** Kurze Aufgabe **
Gib an, in wie vielen Zeilen der folgenden Datensätze das Wort „green“ vorkommt. Antworte nur mit der Zahl.
+++ Angezeigte Informationen
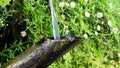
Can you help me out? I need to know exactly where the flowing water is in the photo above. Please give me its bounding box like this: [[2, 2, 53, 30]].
[[49, 0, 60, 40]]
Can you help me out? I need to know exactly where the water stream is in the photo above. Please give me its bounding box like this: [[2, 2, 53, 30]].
[[49, 0, 60, 40]]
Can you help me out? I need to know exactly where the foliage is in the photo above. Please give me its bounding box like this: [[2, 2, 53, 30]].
[[0, 0, 120, 68]]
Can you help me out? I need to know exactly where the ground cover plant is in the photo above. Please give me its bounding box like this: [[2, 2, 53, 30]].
[[0, 0, 120, 68]]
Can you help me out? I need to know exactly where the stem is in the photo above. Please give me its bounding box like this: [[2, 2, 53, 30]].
[[49, 0, 60, 40]]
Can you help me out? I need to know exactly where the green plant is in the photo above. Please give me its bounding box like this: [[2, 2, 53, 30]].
[[0, 0, 120, 68]]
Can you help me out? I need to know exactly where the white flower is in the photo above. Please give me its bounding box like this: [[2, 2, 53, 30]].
[[20, 31, 27, 37], [97, 25, 100, 31], [97, 12, 103, 18], [70, 2, 76, 8], [102, 22, 104, 24], [85, 12, 90, 17], [95, 31, 98, 35], [84, 0, 88, 3], [112, 28, 118, 34], [92, 6, 95, 10], [65, 2, 70, 7], [61, 14, 65, 20], [84, 33, 88, 39], [64, 26, 68, 30], [118, 12, 120, 16], [108, 20, 112, 26], [110, 3, 112, 9], [59, 2, 65, 8]]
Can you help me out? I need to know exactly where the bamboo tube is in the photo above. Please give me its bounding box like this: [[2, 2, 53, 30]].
[[4, 36, 84, 68]]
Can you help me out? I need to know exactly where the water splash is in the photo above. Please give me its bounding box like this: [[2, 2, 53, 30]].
[[49, 0, 60, 40]]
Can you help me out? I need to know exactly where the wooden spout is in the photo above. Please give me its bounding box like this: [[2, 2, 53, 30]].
[[4, 36, 84, 68]]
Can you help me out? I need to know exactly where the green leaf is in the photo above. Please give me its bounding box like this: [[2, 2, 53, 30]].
[[0, 0, 10, 7]]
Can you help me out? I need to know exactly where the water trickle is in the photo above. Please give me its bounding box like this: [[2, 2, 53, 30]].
[[49, 0, 60, 40]]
++++++
** Das Ergebnis **
2